• **Text shown**
The court addresses two Criminal Justice Reform Act provisions affecting a detained defendant's speedy trial rights.
First, the Act requires a defendant's release (subject to exceptions and conditions) if trial does not commence after detention of 180 days (not counting excludable time), but the Act directs a court to extend that period upon the return of a superseding indictment. N.J.S.A. 2A:162-22(a)(2)(b)(ii). Here, the trial judge mistakenly added another 180 days to defendant's detention, without considering the differences between the two indictments, and if the prosecutor could have obtained the superseding indictment sooner, as Rule 3:25-4(f) requires. Those two factors require a court to weigh the State's need for an extension against the unfairness to a defendant of granting one. Here, the prosecutor announced nineteen days after the superseding indictment's return that she was ready to proceed to trial. Therefore, an extension beyond nineteen days was unwarranted, because the State did not need more than that to prepare for trial.

• **What you need to do**
- A) List every statute, court rule or legislative act that the summary of the speedy trial ruling names.
- B) Continue the summary of the speedy trial ruling after its last sentence by taking up the second of the two Criminal Justice Reform Act provisions.

• **Records supplied**
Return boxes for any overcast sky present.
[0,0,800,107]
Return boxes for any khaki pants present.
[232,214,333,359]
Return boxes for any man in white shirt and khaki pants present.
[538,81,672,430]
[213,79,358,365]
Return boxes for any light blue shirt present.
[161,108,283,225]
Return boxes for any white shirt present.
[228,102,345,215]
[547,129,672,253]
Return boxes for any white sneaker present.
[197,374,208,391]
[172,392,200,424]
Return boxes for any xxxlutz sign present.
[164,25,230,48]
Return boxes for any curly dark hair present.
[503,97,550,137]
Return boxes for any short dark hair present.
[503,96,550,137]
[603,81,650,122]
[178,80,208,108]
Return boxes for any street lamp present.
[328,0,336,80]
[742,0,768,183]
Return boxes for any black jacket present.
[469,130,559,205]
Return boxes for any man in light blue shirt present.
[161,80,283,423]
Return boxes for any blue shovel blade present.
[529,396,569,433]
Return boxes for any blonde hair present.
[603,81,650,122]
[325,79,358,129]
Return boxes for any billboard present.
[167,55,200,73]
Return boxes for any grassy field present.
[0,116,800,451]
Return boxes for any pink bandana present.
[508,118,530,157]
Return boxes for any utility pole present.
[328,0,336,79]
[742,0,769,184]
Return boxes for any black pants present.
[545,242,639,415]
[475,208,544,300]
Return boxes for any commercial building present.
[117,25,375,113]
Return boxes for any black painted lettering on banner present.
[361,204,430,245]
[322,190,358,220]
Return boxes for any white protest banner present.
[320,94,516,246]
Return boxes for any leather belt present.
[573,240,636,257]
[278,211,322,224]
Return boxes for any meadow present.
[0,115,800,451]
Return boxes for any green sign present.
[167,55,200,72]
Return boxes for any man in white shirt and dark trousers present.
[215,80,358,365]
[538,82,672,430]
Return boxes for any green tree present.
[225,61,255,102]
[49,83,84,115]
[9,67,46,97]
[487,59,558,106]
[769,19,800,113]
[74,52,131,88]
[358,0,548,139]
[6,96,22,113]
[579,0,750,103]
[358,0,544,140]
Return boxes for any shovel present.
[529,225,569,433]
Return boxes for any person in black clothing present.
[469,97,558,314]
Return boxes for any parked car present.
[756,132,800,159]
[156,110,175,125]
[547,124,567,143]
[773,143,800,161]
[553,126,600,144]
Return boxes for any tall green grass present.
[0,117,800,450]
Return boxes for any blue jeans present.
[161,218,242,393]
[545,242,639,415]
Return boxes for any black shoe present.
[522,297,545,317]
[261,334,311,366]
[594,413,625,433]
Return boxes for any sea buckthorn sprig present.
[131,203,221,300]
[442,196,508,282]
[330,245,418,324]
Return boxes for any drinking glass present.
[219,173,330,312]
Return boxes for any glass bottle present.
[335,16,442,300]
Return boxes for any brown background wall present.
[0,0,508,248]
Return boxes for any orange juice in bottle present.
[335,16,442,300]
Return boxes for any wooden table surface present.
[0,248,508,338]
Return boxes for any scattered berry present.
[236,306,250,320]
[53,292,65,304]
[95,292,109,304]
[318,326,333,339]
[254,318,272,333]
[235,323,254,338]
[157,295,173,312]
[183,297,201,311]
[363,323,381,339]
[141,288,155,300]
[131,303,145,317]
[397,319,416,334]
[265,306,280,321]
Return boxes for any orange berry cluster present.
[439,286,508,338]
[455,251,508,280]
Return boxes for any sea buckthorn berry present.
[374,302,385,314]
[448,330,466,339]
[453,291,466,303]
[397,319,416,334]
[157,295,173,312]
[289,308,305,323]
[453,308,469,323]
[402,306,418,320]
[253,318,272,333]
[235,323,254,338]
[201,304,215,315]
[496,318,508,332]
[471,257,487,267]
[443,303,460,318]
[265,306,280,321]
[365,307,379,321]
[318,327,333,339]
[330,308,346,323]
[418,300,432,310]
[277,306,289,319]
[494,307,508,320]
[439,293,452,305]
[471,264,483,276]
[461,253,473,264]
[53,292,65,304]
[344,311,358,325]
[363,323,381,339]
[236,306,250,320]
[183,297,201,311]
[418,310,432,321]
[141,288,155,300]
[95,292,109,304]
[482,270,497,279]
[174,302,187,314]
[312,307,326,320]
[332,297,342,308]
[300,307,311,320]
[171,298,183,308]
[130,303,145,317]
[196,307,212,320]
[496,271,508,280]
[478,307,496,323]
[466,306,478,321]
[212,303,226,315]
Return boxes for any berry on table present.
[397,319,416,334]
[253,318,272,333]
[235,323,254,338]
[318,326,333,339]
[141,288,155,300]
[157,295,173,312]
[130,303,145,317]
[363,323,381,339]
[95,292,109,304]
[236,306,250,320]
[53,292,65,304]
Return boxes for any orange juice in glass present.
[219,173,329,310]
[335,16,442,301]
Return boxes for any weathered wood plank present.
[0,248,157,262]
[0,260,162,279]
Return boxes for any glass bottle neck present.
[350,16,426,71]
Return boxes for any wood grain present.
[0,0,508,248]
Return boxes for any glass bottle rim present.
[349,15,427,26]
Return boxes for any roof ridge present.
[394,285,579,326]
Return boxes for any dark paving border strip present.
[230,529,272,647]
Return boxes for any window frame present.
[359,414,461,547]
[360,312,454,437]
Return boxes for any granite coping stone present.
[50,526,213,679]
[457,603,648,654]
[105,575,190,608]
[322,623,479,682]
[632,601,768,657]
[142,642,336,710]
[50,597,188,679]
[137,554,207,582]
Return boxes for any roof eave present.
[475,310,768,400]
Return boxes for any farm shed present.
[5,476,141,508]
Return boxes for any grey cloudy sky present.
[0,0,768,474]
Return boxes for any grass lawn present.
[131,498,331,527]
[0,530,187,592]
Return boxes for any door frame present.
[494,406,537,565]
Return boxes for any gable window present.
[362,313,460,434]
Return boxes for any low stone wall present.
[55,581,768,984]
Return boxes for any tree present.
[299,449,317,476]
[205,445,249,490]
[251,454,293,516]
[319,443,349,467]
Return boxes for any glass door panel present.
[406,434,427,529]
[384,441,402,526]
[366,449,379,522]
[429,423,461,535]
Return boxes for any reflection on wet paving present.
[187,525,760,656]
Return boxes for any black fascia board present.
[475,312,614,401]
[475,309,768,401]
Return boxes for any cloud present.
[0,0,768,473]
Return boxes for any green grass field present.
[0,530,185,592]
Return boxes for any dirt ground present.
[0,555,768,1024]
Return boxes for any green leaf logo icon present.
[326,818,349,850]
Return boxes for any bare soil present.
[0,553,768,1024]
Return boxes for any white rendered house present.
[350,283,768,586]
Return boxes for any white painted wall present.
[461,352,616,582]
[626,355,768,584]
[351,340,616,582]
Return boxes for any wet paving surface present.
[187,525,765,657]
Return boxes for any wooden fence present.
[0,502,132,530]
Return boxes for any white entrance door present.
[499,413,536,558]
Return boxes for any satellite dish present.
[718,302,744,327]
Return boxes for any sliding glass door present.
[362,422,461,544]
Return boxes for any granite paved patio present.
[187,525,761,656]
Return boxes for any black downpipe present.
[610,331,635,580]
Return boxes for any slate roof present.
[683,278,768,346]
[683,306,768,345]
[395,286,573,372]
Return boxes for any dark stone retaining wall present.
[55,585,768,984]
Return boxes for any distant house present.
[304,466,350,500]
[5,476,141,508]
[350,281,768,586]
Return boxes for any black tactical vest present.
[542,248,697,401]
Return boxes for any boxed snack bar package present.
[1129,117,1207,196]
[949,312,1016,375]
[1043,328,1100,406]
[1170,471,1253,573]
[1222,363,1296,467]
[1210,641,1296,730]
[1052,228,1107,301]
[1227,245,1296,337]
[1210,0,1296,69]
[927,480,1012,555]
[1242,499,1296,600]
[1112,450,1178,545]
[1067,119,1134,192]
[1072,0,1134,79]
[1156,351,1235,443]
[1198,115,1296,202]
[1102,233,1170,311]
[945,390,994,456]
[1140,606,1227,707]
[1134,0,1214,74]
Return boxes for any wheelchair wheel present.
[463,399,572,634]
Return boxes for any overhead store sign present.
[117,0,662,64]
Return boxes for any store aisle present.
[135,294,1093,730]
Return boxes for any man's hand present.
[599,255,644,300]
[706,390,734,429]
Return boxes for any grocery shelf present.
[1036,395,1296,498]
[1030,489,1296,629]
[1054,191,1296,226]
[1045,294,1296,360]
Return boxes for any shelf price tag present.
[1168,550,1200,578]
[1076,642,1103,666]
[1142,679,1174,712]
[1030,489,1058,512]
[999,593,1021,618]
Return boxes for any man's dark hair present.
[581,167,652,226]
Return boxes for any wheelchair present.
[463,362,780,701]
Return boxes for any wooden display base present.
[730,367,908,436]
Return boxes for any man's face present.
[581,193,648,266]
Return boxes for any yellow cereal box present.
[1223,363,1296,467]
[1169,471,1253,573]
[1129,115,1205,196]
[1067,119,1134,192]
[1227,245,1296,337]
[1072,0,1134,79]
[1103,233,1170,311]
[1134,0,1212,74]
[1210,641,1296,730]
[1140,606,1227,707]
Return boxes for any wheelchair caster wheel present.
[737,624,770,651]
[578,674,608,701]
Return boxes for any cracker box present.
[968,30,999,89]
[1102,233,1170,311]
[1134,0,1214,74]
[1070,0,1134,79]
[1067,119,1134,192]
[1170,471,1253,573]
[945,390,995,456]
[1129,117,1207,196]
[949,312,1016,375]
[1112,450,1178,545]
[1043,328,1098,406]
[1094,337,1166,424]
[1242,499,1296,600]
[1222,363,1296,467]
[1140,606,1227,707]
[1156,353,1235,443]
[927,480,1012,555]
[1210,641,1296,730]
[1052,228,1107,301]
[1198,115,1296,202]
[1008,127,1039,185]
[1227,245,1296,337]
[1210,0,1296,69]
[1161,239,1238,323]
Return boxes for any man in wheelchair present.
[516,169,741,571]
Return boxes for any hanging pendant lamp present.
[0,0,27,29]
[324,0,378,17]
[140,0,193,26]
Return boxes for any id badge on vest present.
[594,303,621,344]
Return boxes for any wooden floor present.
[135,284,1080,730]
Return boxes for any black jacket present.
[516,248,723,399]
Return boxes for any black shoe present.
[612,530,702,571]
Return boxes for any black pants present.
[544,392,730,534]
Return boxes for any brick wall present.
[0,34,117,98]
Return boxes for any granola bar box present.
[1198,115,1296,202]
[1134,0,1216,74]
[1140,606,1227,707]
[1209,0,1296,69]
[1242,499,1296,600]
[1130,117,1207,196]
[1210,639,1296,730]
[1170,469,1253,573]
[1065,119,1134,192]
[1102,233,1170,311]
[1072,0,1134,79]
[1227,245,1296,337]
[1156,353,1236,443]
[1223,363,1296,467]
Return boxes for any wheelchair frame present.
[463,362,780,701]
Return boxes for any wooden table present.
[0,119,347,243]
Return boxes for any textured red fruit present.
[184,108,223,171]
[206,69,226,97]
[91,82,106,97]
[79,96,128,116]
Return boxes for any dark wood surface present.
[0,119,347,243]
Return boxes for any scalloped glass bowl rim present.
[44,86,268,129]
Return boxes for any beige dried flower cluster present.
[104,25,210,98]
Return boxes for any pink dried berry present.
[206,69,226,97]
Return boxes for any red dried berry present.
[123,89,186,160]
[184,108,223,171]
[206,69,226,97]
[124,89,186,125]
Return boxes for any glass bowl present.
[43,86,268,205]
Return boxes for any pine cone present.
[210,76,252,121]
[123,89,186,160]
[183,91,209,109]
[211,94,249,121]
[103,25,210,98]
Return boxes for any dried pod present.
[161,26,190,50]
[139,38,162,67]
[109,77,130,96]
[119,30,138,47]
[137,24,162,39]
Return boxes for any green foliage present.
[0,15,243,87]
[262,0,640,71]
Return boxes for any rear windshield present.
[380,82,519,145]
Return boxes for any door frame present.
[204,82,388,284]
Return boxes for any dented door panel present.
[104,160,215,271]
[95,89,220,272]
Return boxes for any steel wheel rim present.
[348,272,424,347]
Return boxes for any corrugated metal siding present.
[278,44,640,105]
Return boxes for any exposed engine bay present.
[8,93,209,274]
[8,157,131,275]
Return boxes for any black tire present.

• **Answers to the problems**
- A)
- Criminal Justice Reform Act
- N.J.S.A. 2A:162-22(a)(2)(b)(ii)
- Rule 3:25-4(f)

- B)
Second, the Act requires a defendant's release (subject to conditions) after two years of detention (not counting excludable time attributable only to the defendant) if the prosecutor is not ready to proceed to trial. N.J.S.A. 2A:162-22(a)(2)(a); R. 3:25-4(d). Before the two years elapsed, the prosecutor announced she was ready to proceed to trial and a trial date was set. Then, the Supreme Court suspended criminal jury trials because of COVID-19. Defendant sought release after the two years elapsed during the shutdown, contending the prosecutor could not be ready if the court was not. The trial judge denied release and the court affirms. The two-year limit is measured by the prosecutor's readiness, not the trial court's. Defendant was not entitled to release under the "two-year clock" although, because of the pandemic, no court could conduct the trial the prosecutor was ready to try.